▸ Provided information:
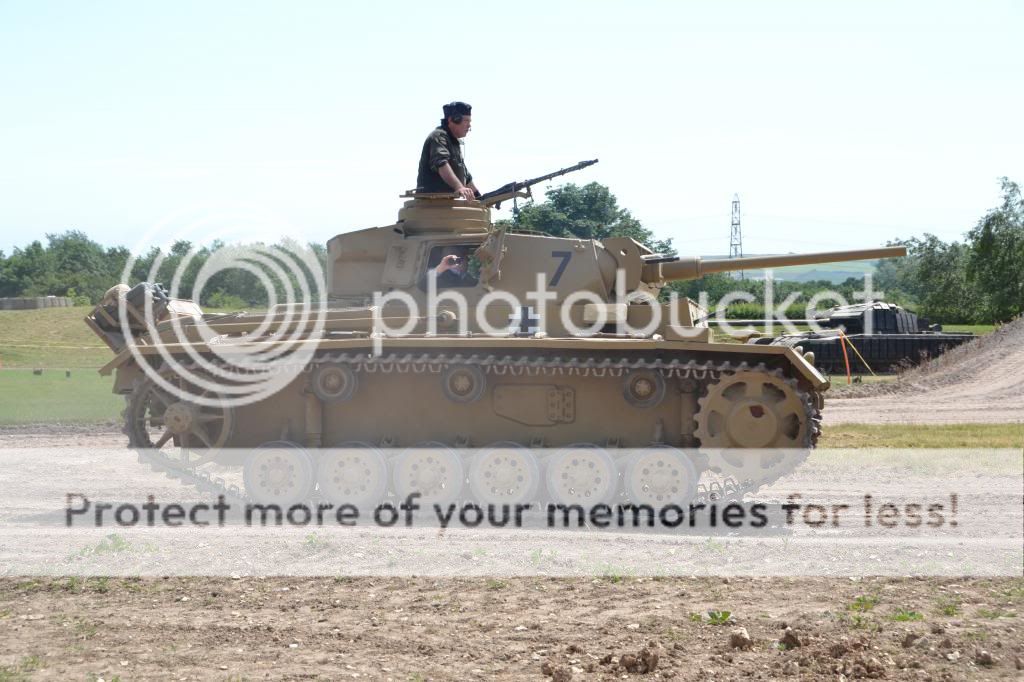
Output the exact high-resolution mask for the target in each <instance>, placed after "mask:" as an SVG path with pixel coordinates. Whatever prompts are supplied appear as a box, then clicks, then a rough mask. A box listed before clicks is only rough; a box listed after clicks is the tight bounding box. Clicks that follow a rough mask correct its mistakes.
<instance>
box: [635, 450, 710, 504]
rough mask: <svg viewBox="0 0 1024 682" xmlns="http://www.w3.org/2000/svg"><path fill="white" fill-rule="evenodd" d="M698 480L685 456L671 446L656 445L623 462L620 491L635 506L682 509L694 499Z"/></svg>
mask: <svg viewBox="0 0 1024 682" xmlns="http://www.w3.org/2000/svg"><path fill="white" fill-rule="evenodd" d="M698 478H699V475H698V474H697V470H696V467H694V466H693V462H691V461H690V458H688V457H687V456H686V454H685V453H683V452H682V451H679V450H676V449H675V447H672V446H670V445H655V446H651V447H646V449H643V450H638V451H637V452H635V453H634V454H633V455H631V456H630V457H629V458H628V459H627V460H626V465H625V467H624V469H623V489H624V492H625V493H626V497H627V499H628V500H629V501H630V502H632V503H634V504H643V505H650V506H652V507H655V508H657V507H664V506H666V505H670V504H675V505H679V506H680V507H683V506H686V505H688V504H689V503H690V501H691V500H693V498H694V496H696V493H697V479H698Z"/></svg>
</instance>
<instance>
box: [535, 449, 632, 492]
mask: <svg viewBox="0 0 1024 682" xmlns="http://www.w3.org/2000/svg"><path fill="white" fill-rule="evenodd" d="M545 482H546V483H547V487H548V495H549V496H550V497H551V500H552V501H553V502H554V503H555V504H562V505H573V504H575V505H585V506H593V505H596V504H600V503H607V502H610V501H611V499H612V497H613V496H614V495H615V488H616V487H617V485H618V472H617V471H616V470H615V463H614V460H612V459H611V456H610V455H608V453H607V452H606V451H605V450H604V449H603V447H599V446H598V445H594V444H592V443H575V444H572V445H569V446H568V447H565V449H563V450H560V451H558V452H557V453H555V454H554V455H552V456H551V458H550V459H549V460H548V461H547V466H546V471H545Z"/></svg>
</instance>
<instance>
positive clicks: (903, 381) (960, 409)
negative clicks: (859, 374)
mask: <svg viewBox="0 0 1024 682" xmlns="http://www.w3.org/2000/svg"><path fill="white" fill-rule="evenodd" d="M823 415H824V422H825V424H842V423H854V424H880V423H882V424H894V423H902V424H910V423H912V424H949V423H987V424H994V423H1013V422H1022V423H1024V317H1021V318H1018V319H1017V321H1015V322H1013V323H1011V324H1008V325H1005V326H1002V327H1001V328H999V329H998V330H996V331H995V332H993V333H992V334H990V335H988V336H985V337H981V338H979V339H977V340H976V341H973V342H971V343H969V344H965V345H963V346H958V347H956V348H954V349H952V350H950V351H949V352H947V353H945V354H944V355H940V356H939V357H938V358H936V359H935V360H933V361H930V363H927V364H926V365H924V366H922V367H920V368H916V369H914V370H911V371H909V372H906V373H905V374H903V375H902V376H901V377H900V378H899V381H898V382H895V383H889V384H865V385H863V386H860V387H857V388H856V389H855V390H852V391H848V390H843V391H842V393H841V395H837V396H833V395H829V396H826V399H825V410H824V412H823Z"/></svg>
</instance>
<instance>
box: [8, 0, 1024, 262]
mask: <svg viewBox="0 0 1024 682" xmlns="http://www.w3.org/2000/svg"><path fill="white" fill-rule="evenodd" d="M1022 19H1024V3H1022V2H1014V1H1006V2H997V1H991V2H986V1H977V2H954V3H947V2H935V1H932V2H892V1H887V2H867V1H864V0H861V1H858V2H785V1H773V2H758V1H754V2H728V1H722V2H680V1H678V0H676V1H667V2H642V1H633V2H598V1H595V0H587V1H581V2H569V1H552V0H547V1H546V2H537V3H534V2H511V3H510V2H495V3H487V2H474V3H445V2H434V3H427V2H416V3H413V2H409V3H392V2H374V3H345V2H311V1H306V2H291V3H286V2H241V1H239V2H229V1H218V2H186V1H182V0H175V1H174V2H160V3H158V2H101V1H100V2H51V1H43V0H37V1H25V2H18V1H12V0H0V102H2V104H0V249H2V250H4V251H5V252H6V253H10V250H11V248H12V247H13V246H24V245H26V244H28V243H29V242H31V241H32V240H34V239H40V240H42V239H44V236H45V235H46V233H47V232H53V231H61V230H65V229H69V228H77V229H82V230H84V231H86V232H87V233H88V235H89V236H91V237H92V238H93V239H96V240H97V241H99V242H101V243H103V244H105V245H114V244H122V245H126V246H132V245H134V244H136V241H137V240H138V238H139V235H141V233H144V232H146V231H147V230H150V229H151V228H153V227H154V226H155V225H159V224H166V225H167V229H168V230H170V231H174V230H175V229H177V228H178V222H179V221H180V220H181V218H178V217H173V216H180V215H182V214H187V215H191V216H194V217H195V216H197V215H199V216H208V215H219V213H217V212H218V211H221V212H222V211H224V210H227V209H225V208H224V207H234V208H231V209H230V210H231V211H234V210H237V208H238V207H243V208H244V210H245V211H247V212H248V213H250V214H253V215H259V216H262V217H265V218H268V219H270V220H272V221H273V224H274V225H278V224H281V225H282V228H281V230H282V231H283V232H287V233H288V235H289V236H291V237H295V238H297V239H300V240H304V241H313V242H325V241H327V240H328V239H329V238H331V237H332V236H334V235H336V233H338V232H342V231H347V230H350V229H357V228H360V227H367V226H372V225H381V224H388V223H390V222H392V221H393V220H394V217H395V213H396V211H397V209H398V207H399V205H400V202H399V200H398V199H397V195H398V194H399V193H400V191H402V190H404V189H407V188H409V187H411V186H413V184H414V183H415V176H416V164H417V161H418V157H419V152H420V146H421V144H422V140H423V138H424V137H425V135H426V134H427V133H428V132H429V131H430V129H431V128H432V127H433V126H434V125H436V122H437V120H438V119H439V117H440V104H441V103H443V102H445V101H449V100H452V99H463V100H466V101H469V102H471V103H472V104H473V106H474V116H473V119H474V122H473V126H474V129H473V131H472V132H471V133H470V135H469V137H468V138H467V155H466V156H467V162H468V165H469V167H470V169H471V170H472V171H473V173H474V175H475V176H476V177H477V178H478V184H480V185H481V186H482V188H484V189H487V188H493V187H495V186H497V185H499V184H502V183H504V182H507V181H509V180H512V179H516V178H522V177H526V176H530V175H539V174H541V173H544V172H547V171H549V170H553V169H556V168H560V167H562V166H566V165H569V164H572V163H575V162H577V161H580V160H583V159H591V158H595V157H597V158H600V160H601V163H600V164H599V165H597V166H595V167H593V168H592V169H588V170H587V171H584V172H582V173H579V174H577V175H574V176H572V177H571V178H569V179H571V180H572V181H575V182H581V183H582V182H589V181H591V180H596V181H598V182H602V183H604V184H607V185H608V186H609V187H610V188H611V190H612V193H614V194H615V195H616V196H617V197H618V200H620V203H621V205H622V206H624V207H626V208H629V209H630V210H631V211H632V212H633V213H634V214H635V215H636V216H637V217H638V218H640V219H641V220H642V221H643V223H644V224H645V225H646V226H647V227H649V228H651V229H653V230H654V231H655V233H656V235H657V236H658V237H663V238H667V237H671V238H674V239H675V240H676V245H677V247H678V248H679V251H680V253H683V254H700V253H705V254H710V253H726V252H727V250H728V240H729V211H730V202H731V200H732V196H733V194H738V195H739V197H740V199H741V201H742V226H743V239H744V249H745V251H746V252H748V253H759V252H760V253H765V252H778V251H808V250H816V249H822V250H824V249H836V248H852V247H858V246H862V247H870V246H876V245H881V244H884V243H885V242H886V240H888V239H892V238H896V237H910V236H918V235H921V233H923V232H925V231H930V232H933V233H935V235H938V236H939V237H941V238H943V239H946V240H951V239H958V238H961V236H962V235H963V233H964V232H965V231H966V230H967V229H969V228H970V227H971V226H973V224H974V223H975V222H976V221H977V219H978V218H979V217H980V216H981V215H982V214H983V213H984V212H985V211H986V210H987V209H989V208H991V207H993V206H995V205H997V203H998V200H999V191H998V177H999V176H1002V175H1008V176H1010V177H1011V178H1012V179H1016V180H1017V181H1019V182H1024V137H1022V135H1021V130H1020V126H1021V122H1022V121H1024V89H1022V88H1021V82H1022V80H1021V78H1022V74H1024V47H1022V44H1024V43H1022V41H1021V36H1022V35H1024V20H1022ZM182 212H183V213H182ZM502 213H503V214H506V215H507V214H508V210H507V209H504V210H503V211H502ZM169 218H170V219H169ZM217 220H218V219H217V218H214V219H212V222H214V223H216V221H217ZM225 220H226V218H225ZM216 227H217V228H218V229H219V228H221V227H225V226H223V225H216ZM229 227H230V228H229V229H227V231H234V232H238V231H239V230H240V229H241V228H242V227H244V226H242V227H240V225H231V226H229ZM225 228H227V227H225ZM189 237H191V238H194V239H195V237H196V235H195V233H193V235H189Z"/></svg>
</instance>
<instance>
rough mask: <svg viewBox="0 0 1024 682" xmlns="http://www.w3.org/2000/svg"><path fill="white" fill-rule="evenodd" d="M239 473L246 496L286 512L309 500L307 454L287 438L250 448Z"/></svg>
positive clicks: (313, 472) (311, 474) (259, 503)
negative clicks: (283, 439)
mask: <svg viewBox="0 0 1024 682" xmlns="http://www.w3.org/2000/svg"><path fill="white" fill-rule="evenodd" d="M242 476H243V479H244V480H245V484H246V494H247V495H249V497H251V498H252V499H253V500H255V501H256V502H258V503H259V504H264V505H271V504H272V505H278V506H280V507H281V508H282V509H283V510H286V511H287V508H288V507H290V506H292V505H295V504H299V503H302V502H306V501H307V500H309V498H310V496H311V495H312V492H313V483H314V481H315V474H314V472H313V462H312V458H310V457H309V453H307V452H306V451H305V450H303V449H302V447H301V446H300V445H299V444H298V443H294V442H292V441H290V440H271V441H269V442H265V443H263V444H262V445H260V446H259V447H257V449H256V450H254V451H253V452H252V453H250V454H249V455H248V456H247V457H246V461H245V464H244V465H243V467H242Z"/></svg>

▸ How to complete this task:
Express the lines from the very first one up to and including the line with "box: [635, 450, 710, 504]" as a Markdown table with the columns n and Line, where n numbers the rows. Skip blank lines and leave the pictures out.

▸ Written solution:
| n | Line |
|---|---|
| 1 | Output the exact high-resolution mask for the target in each <instance>, placed after "mask:" as an SVG path with pixel coordinates. Whatever prompts are supplied appear as a box, then clicks, then a rough mask. A box listed before clicks is only rough; a box listed after clicks is the tight bounding box. Clicks that follow a rough mask correct its mistakes. |
| 2 | <instance> |
| 3 | box: [635, 450, 710, 504] |